> [Assignment] Transcribe the entries below word for word, beginning at the line with "Medical annotation tool: circle the divided" and stopping after the line with "Medical annotation tool: circle the limestone"; drop all pictures.

> [Information supplied]
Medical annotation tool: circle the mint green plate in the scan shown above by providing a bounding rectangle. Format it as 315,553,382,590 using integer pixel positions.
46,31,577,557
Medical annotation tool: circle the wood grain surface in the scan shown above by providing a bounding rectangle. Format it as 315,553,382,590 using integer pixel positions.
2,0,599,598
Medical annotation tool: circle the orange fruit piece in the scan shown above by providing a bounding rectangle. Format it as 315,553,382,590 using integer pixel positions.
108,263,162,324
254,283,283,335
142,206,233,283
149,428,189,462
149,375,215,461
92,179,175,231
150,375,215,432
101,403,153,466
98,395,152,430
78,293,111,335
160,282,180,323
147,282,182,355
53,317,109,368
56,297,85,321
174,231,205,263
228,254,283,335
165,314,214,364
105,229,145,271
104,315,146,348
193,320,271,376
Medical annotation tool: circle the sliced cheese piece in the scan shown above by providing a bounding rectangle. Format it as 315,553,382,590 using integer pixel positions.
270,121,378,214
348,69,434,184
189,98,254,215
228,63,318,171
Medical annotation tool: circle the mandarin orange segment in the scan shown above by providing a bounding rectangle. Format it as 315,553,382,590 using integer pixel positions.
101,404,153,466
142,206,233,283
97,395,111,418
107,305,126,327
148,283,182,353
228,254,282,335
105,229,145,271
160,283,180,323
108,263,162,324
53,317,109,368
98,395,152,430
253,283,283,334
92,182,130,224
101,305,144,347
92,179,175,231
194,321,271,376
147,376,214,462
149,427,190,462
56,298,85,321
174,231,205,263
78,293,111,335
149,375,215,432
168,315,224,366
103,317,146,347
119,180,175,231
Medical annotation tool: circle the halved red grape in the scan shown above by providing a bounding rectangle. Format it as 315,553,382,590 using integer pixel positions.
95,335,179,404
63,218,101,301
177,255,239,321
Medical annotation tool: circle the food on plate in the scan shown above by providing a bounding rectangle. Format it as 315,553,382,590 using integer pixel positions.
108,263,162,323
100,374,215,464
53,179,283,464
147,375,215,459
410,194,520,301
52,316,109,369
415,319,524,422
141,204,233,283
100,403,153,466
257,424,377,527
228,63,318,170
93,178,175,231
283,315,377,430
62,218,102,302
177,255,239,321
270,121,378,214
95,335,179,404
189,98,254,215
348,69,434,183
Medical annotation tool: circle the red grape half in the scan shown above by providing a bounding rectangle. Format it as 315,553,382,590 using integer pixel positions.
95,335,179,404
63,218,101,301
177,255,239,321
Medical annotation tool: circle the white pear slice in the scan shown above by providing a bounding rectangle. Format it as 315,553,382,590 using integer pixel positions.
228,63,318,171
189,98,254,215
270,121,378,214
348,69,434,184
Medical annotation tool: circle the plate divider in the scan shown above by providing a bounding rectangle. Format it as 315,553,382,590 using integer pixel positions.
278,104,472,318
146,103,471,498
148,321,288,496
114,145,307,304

==

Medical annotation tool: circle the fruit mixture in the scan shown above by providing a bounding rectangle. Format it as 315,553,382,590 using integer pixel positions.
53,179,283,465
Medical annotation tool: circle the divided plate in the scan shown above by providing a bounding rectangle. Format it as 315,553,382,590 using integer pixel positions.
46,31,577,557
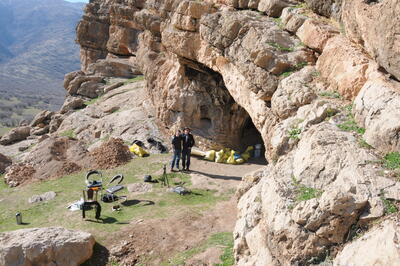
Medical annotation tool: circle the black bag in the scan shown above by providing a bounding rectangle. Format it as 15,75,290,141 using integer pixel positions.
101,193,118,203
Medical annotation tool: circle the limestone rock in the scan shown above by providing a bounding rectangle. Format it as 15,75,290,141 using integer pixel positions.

--

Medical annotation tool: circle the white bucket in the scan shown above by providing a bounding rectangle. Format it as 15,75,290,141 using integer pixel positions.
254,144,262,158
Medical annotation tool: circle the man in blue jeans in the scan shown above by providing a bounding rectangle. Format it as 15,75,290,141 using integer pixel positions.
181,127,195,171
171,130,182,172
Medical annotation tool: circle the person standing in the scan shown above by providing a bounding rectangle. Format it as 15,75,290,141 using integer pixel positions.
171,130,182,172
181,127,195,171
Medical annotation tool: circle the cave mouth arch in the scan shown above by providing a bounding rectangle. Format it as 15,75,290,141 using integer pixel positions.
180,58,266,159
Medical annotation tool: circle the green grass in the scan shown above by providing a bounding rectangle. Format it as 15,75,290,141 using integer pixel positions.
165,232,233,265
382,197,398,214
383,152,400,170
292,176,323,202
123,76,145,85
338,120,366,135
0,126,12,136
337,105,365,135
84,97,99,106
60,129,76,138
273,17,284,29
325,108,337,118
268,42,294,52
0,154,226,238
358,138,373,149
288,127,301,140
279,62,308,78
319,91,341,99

> [Response to the exercise]
Medical annotation tool: circle the divided plate in the scan shown above by providing a bounding rectangle. Format it as 315,553,382,590 using integer pixel positions.
46,31,577,557
Medical annotation tool: circle the black bag in the scan shown above by providing a bounding rectangle. Format it as 15,75,290,141 using integer pixel positions.
101,193,118,203
Medical annotation tool: circle the limestone rock in the scan shown above by providing a bounding rectangle. Format it as 15,75,290,141 using integer pixel positions.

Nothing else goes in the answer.